If you're going to have an external system, you want one which is accessible for people.
And you want one which supports the consumer. You want it to be fair. You want it to be
effective. You want it to give appropriate redress. Needs to be independent of the industry
and it needs to be accountable for its actions. And I'm not actually going to stand up here
and pretend that the UK system is a marvellous model which should be adopted, because it
clearly isn't. Although UK telecoms companies are obliged to sign up to an external complaint
handler, the legislation is drafted on the basis of the - frankly, rather dumb idea - that
it would be a good idea to have competition in complaints handling systems! LAUGHTER So
we have the Office of Telecommunications Ombudsman, or TELO, and we have the Communication and
Internet Services Arbitration scheme or CISA. And the industry is slit between the two.

▶ _Exercise 1_
Count the lines in the rows below that contain the string "shirt", treating case as significant, and give only the number.
▶ _Exercise 2_
Write a continuation of the talk excerpt on UK telecoms complaint handling, picking up right after its final sentence.

▶ _Records shown_
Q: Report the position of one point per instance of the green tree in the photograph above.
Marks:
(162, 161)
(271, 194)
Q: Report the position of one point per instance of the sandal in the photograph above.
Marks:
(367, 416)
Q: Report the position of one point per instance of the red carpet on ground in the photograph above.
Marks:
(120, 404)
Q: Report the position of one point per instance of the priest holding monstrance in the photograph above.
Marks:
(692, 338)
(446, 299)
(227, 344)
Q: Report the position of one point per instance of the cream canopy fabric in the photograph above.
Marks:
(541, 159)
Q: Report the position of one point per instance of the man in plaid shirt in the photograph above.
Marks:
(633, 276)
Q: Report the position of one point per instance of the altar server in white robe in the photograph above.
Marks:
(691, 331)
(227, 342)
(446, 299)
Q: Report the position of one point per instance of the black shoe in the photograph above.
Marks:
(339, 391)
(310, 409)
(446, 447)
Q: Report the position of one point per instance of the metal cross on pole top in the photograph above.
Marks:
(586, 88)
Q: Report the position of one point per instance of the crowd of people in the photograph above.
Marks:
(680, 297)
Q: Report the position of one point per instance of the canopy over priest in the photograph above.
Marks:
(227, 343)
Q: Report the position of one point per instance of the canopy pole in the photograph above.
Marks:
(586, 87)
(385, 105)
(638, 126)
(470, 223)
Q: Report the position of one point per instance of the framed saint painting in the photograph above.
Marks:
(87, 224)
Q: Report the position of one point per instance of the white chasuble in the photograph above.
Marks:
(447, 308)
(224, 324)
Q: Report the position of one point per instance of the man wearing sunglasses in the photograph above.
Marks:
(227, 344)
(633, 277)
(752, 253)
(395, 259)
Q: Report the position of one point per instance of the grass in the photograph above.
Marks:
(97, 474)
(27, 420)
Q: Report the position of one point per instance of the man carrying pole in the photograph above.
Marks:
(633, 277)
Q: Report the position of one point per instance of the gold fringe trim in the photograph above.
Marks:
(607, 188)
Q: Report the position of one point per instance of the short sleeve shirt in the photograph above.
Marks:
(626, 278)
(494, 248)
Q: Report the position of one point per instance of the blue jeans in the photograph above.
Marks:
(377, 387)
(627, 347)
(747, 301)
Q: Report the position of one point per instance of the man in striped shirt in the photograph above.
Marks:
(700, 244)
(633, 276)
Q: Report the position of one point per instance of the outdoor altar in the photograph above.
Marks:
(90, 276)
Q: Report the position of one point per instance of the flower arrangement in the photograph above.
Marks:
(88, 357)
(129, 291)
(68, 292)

▶ _Expected output 1_
3

▶ _Expected output 2_
I think TELO have more in terms of numbers. But one of the consequences of this, of course,
is that people go to the wrong scheme, and if you look at both the reports of both of
the schemes, there's a steady and significant group of consumers who have ended up at the
wrong place and have to be referred to the other one. Whether they get there, we don't
know. There is also a problem in relation to the U K schemes about awareness, because
the level of awareness of both OTELO and CISA is quite low. No more than 10% of the consumer
survey has any spontaneous awareness of the bodies. So there's a problem there. In terms
of consumer support and fairness, these schemes do reasonably well. They're helpful. They're
clearly objective. And like the TIO, they can provide appropriate redress. They can
provide compensation to consumers, albeit on modest levels. In terms of effectiveness,
there are some issues here, in particular in the UK, there isn't an equivalent to the
mechanism that the TIO has for systemic complaints for OTELO or CISA. Although they do talk about
important general issues, but there's no mechanism for feeding them into the regulator. Within
the financial services area that's developed this much better - it where there's a much
more formal relationship between the financial ombudsman service and the regulator there.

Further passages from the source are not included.